◆ **EXERCISE DIRECTIONS**
A verbatim reproduction of the lines below, from the line containing "Whereabouts is the white cloud" through the line containing "Whereabouts is the paved", both ends included, is the whole required output.

-- PROVIDED DATA follows --

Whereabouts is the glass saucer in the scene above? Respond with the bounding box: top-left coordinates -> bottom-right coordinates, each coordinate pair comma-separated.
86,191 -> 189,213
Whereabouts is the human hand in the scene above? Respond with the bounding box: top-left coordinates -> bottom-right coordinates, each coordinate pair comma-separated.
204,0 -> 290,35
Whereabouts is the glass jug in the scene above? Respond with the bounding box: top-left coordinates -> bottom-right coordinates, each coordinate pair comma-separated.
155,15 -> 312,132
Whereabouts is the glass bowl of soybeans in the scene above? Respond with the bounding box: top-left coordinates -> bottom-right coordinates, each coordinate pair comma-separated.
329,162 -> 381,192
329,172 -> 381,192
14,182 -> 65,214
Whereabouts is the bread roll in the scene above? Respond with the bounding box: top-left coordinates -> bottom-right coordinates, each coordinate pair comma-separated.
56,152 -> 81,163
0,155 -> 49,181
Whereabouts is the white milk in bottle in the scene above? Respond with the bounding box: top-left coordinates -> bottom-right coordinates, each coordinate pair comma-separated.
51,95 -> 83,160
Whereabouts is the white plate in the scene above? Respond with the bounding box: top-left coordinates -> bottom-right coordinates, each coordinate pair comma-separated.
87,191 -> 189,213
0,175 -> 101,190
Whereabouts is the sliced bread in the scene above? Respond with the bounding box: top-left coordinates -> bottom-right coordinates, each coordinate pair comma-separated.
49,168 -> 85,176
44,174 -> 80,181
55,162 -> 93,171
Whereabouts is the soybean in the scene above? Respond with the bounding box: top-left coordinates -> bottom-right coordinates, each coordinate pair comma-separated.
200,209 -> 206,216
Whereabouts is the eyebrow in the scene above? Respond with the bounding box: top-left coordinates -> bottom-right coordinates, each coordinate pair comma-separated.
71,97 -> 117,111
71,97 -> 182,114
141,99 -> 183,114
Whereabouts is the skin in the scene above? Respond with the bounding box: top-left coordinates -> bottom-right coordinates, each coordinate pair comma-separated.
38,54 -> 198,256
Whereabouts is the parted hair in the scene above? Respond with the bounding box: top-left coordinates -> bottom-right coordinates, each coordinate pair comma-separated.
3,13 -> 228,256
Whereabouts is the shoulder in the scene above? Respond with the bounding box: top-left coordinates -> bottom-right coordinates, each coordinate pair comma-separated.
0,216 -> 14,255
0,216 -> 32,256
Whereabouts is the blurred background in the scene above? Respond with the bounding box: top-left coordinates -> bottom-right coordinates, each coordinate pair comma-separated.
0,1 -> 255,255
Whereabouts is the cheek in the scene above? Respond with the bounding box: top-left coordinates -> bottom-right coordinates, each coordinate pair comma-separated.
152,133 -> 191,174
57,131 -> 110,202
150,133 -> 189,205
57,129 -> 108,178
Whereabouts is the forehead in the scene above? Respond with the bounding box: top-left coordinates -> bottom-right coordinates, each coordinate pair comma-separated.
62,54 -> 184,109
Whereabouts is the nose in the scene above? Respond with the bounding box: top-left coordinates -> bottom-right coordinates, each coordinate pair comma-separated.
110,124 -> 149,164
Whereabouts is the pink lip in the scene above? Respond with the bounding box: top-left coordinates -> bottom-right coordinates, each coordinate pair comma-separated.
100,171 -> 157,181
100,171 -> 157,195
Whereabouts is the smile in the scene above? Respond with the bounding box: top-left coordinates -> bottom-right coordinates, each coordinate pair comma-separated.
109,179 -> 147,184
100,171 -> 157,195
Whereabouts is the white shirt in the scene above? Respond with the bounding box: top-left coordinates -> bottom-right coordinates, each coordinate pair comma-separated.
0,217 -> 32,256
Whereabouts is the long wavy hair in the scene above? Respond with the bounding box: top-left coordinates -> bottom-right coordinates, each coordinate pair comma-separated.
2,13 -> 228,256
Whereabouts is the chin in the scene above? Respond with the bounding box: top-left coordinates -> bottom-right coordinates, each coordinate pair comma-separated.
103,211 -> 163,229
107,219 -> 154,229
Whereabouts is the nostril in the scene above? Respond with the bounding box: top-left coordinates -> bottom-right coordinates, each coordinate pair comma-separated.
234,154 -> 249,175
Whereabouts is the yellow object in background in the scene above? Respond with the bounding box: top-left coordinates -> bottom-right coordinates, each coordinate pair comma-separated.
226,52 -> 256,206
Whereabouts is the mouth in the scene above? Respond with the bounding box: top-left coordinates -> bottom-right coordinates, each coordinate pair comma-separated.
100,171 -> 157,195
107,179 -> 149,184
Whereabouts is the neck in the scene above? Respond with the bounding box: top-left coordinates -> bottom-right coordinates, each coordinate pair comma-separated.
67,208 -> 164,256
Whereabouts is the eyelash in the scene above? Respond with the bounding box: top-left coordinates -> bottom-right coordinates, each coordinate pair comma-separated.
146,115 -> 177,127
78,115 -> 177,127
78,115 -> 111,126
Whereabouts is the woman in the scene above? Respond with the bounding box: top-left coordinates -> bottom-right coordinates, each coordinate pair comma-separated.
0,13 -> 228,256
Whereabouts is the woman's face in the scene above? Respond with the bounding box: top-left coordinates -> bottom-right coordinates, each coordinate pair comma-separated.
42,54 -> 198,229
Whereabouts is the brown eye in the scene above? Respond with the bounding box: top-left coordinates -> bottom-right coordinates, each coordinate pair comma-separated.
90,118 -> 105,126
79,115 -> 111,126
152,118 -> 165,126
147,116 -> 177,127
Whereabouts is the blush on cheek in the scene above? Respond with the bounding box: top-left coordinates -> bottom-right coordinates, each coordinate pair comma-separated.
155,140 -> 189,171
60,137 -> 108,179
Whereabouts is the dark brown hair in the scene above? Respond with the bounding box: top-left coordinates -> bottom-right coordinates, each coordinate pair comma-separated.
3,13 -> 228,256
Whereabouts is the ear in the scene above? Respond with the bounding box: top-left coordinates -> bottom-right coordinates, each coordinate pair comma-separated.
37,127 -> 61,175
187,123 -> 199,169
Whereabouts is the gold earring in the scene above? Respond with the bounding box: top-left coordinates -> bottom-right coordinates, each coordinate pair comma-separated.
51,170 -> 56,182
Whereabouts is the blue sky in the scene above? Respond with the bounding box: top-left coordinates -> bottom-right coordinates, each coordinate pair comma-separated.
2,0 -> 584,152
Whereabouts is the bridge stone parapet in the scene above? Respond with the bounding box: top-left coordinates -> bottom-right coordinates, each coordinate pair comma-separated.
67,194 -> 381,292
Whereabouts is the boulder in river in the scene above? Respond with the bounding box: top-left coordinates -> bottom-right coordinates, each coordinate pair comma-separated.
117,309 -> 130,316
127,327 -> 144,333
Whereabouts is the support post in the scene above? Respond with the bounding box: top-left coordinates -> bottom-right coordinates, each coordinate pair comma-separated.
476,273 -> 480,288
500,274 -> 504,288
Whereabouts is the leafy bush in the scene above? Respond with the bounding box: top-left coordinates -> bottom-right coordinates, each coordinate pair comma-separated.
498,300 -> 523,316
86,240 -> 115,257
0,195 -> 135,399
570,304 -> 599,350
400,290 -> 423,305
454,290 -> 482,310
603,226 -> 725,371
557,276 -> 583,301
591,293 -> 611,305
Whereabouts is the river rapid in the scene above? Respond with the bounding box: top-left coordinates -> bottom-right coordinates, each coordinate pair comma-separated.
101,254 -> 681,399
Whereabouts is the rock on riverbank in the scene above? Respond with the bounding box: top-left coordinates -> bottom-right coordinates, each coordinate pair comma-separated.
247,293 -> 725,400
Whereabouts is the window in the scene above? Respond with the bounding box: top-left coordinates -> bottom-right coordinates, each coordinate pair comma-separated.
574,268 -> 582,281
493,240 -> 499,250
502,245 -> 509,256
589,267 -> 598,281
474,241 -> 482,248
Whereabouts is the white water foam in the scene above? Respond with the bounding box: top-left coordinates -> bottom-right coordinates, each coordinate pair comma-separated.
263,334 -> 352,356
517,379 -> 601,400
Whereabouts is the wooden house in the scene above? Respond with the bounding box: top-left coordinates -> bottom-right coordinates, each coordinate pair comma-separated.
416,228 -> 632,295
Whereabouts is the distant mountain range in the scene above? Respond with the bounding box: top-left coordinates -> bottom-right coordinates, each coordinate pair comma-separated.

-- PROVIDED DATA concluded --
-- PROVIDED DATA follows --

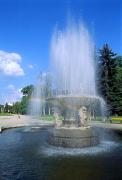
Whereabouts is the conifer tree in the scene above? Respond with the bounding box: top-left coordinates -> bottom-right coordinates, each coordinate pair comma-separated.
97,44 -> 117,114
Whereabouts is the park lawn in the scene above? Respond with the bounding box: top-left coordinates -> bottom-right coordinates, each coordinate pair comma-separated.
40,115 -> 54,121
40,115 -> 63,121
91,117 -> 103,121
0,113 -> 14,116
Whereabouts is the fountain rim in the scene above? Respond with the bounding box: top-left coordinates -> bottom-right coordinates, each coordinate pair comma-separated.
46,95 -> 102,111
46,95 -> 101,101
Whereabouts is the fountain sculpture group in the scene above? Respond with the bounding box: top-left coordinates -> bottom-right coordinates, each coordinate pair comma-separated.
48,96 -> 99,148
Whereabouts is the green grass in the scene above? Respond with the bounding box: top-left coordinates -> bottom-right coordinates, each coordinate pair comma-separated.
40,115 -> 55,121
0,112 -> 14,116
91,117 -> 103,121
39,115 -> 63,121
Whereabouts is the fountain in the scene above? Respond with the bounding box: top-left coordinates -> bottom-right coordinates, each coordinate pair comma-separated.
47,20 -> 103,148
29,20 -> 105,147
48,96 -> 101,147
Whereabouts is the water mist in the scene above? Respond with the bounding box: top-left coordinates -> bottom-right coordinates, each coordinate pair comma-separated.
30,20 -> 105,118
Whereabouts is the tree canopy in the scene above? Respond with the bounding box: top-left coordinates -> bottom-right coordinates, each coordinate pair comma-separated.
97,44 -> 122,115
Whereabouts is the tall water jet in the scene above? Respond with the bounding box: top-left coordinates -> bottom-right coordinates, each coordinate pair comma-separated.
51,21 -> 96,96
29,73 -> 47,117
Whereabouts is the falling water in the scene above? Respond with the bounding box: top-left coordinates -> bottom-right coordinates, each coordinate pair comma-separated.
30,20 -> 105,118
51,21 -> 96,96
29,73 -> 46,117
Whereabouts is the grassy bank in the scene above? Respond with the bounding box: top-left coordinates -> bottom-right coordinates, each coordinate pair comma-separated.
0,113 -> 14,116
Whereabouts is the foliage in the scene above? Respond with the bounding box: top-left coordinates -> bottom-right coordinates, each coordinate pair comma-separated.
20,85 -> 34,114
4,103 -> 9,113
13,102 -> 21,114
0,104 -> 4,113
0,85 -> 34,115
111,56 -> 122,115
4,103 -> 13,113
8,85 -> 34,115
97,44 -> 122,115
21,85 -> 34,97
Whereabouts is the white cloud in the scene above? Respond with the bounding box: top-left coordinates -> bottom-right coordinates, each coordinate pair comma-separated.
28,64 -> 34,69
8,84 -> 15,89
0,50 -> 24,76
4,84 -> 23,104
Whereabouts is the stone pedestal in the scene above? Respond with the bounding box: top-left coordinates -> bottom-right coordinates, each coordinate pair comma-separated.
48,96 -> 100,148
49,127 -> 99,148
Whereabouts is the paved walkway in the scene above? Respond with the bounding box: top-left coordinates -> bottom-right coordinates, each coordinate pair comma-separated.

-- PROVIDED DATA concluded --
-- PROVIDED DATA follows --

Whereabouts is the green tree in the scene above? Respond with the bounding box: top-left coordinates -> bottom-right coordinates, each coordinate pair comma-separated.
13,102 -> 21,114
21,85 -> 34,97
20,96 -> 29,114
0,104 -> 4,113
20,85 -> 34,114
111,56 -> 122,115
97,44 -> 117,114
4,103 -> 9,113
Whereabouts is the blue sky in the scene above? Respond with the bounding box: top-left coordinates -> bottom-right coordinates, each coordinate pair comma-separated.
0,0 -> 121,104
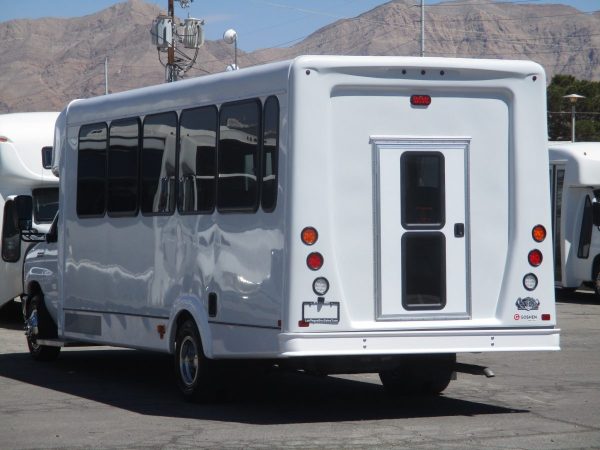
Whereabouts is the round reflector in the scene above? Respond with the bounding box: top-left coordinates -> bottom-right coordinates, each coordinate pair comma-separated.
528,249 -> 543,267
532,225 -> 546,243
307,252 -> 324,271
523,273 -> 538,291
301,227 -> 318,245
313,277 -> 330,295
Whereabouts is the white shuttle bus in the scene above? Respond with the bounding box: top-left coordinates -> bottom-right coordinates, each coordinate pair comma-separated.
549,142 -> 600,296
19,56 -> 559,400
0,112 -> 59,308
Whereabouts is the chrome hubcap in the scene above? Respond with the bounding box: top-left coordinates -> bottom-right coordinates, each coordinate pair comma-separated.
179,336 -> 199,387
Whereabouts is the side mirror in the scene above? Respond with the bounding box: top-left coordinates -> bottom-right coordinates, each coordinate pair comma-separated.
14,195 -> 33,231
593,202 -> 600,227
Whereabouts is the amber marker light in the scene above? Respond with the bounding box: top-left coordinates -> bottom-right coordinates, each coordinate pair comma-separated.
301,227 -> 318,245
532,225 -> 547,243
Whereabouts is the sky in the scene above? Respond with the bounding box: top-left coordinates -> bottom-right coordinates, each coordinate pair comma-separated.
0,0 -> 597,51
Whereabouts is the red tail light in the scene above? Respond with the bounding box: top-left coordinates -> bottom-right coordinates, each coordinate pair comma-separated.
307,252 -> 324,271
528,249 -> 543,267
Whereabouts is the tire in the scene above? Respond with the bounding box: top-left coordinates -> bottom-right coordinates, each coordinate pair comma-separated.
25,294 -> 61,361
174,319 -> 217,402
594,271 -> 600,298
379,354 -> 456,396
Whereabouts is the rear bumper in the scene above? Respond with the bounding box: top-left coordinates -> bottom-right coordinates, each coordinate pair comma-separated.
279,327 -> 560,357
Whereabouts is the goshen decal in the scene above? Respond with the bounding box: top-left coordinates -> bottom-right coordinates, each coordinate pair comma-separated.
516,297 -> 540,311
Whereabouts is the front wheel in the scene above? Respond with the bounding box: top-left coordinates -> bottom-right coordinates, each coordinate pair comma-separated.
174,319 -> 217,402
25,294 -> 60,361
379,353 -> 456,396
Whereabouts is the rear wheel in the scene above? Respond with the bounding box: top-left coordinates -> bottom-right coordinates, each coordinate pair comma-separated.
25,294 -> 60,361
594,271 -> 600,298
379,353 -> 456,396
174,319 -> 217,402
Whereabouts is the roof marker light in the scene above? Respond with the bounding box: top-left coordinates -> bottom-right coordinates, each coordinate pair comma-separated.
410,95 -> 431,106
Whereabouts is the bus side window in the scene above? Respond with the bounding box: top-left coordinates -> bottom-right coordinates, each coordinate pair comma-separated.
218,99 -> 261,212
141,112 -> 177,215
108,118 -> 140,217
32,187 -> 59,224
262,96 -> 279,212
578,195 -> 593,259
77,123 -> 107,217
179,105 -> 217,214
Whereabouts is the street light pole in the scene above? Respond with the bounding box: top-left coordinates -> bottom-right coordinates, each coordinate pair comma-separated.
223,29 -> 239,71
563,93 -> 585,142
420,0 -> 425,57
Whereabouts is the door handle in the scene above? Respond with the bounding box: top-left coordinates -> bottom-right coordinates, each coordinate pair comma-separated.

-- PROVIDED DATA concluded --

◆ **ANSWER BOX**
Whereabouts is the white cloud in the scene above? Respond with the bounding box: top-left coordinates -> bottom-right coordinates, each coordinate pair comma-separated.
28,64 -> 34,69
8,84 -> 15,89
0,50 -> 24,76
4,84 -> 23,104
Whereabouts is the stone pedestal in the scene above? Respond with the bounding box: top-left coordinates -> bottom-right coordinates, each coordinate pair comma-separated.
48,96 -> 100,148
49,127 -> 99,148
Whereabouts is the paved walkway in the scene above? Respond with the bounding box: top-left coordinates -> bottom-right coordinates, each coordinate pair comma-separated.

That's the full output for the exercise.